▶ **To do**: The data below has to be returned exactly, down to the last character.

== Segment start ==

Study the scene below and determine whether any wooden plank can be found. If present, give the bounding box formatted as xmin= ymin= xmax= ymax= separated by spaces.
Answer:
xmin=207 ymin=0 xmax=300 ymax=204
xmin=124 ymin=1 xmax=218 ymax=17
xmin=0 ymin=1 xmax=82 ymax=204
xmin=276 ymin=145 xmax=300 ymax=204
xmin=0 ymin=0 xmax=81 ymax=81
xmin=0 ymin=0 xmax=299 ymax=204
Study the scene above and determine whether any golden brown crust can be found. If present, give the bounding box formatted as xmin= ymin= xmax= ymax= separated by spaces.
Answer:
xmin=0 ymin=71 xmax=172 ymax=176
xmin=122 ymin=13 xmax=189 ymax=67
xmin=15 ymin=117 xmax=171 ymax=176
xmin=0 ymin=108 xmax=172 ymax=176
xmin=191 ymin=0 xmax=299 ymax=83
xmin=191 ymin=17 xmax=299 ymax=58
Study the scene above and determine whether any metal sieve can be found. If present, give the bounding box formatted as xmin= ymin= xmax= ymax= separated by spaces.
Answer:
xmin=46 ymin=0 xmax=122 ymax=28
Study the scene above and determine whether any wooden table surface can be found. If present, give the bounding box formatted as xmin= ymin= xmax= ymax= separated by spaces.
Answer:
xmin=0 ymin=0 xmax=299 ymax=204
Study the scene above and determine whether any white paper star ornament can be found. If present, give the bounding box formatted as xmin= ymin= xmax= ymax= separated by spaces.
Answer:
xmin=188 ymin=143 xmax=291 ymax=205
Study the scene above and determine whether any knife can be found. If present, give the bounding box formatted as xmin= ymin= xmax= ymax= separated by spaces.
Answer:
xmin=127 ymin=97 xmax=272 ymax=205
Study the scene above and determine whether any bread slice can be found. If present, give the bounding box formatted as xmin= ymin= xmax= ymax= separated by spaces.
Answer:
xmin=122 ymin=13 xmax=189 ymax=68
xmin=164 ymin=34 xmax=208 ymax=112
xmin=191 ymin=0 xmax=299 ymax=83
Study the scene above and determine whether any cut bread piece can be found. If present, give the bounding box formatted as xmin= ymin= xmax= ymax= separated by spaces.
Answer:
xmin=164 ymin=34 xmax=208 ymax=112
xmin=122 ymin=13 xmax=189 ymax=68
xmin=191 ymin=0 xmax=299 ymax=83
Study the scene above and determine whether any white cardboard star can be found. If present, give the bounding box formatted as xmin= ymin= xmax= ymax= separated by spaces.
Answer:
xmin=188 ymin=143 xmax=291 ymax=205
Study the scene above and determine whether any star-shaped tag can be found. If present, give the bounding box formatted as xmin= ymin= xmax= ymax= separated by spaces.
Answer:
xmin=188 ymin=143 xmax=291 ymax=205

== Segment end ==

▶ **Answer space**:
Study the scene below and determine whether any wooden plank can be found. If present, give the bounding box formatted as xmin= ymin= xmax= ymax= separated by spaces.
Answer:
xmin=207 ymin=0 xmax=300 ymax=204
xmin=124 ymin=1 xmax=218 ymax=17
xmin=0 ymin=1 xmax=82 ymax=204
xmin=276 ymin=145 xmax=300 ymax=204
xmin=0 ymin=0 xmax=81 ymax=81
xmin=0 ymin=0 xmax=299 ymax=204
Study the scene above and determine whether any golden brown crust can be found. If present, give the bounding box formatted as xmin= ymin= xmax= ymax= separated by spaces.
Answer:
xmin=0 ymin=71 xmax=172 ymax=176
xmin=122 ymin=13 xmax=189 ymax=67
xmin=15 ymin=117 xmax=171 ymax=176
xmin=0 ymin=108 xmax=172 ymax=176
xmin=191 ymin=0 xmax=299 ymax=83
xmin=191 ymin=17 xmax=299 ymax=58
Study the scene above and determine whether any metal sieve can be found. If present, give the bounding box formatted as xmin= ymin= xmax= ymax= separated by spaces.
Answer:
xmin=46 ymin=0 xmax=122 ymax=28
Study the scene above and determine whether any wooden table surface can be found. If present, give the bounding box formatted as xmin= ymin= xmax= ymax= separated by spaces.
Answer:
xmin=0 ymin=0 xmax=299 ymax=204
Study the scene above and determine whether any white paper star ornament can be found. If present, give the bounding box formatted as xmin= ymin= xmax= ymax= separated by spaces.
Answer:
xmin=188 ymin=143 xmax=291 ymax=205
Study the scene above and determine whether any knife can be found. If present, give the bounding box formatted as xmin= ymin= xmax= ymax= separated by spaces.
Answer:
xmin=127 ymin=97 xmax=272 ymax=205
Study the scene above and determine whether any bread slice can be found. If present, give the bounding box formatted as xmin= ymin= xmax= ymax= separated by spaces.
Answer:
xmin=122 ymin=13 xmax=189 ymax=68
xmin=164 ymin=34 xmax=208 ymax=112
xmin=191 ymin=0 xmax=299 ymax=83
Study the scene above and determine whether any cut bread piece can be found. If present, give the bounding box formatted as xmin= ymin= xmax= ymax= separated by spaces.
Answer:
xmin=164 ymin=34 xmax=208 ymax=112
xmin=122 ymin=13 xmax=189 ymax=68
xmin=191 ymin=0 xmax=299 ymax=83
Study the scene above and determine whether any white cardboard star can be found. If present, give the bounding box formatted as xmin= ymin= xmax= ymax= separated by spaces.
Answer:
xmin=188 ymin=143 xmax=291 ymax=205
Study the scene above and determine whether any star-shaped tag can be found. If present, give the bounding box formatted as xmin= ymin= xmax= ymax= separated by spaces.
Answer:
xmin=188 ymin=143 xmax=291 ymax=205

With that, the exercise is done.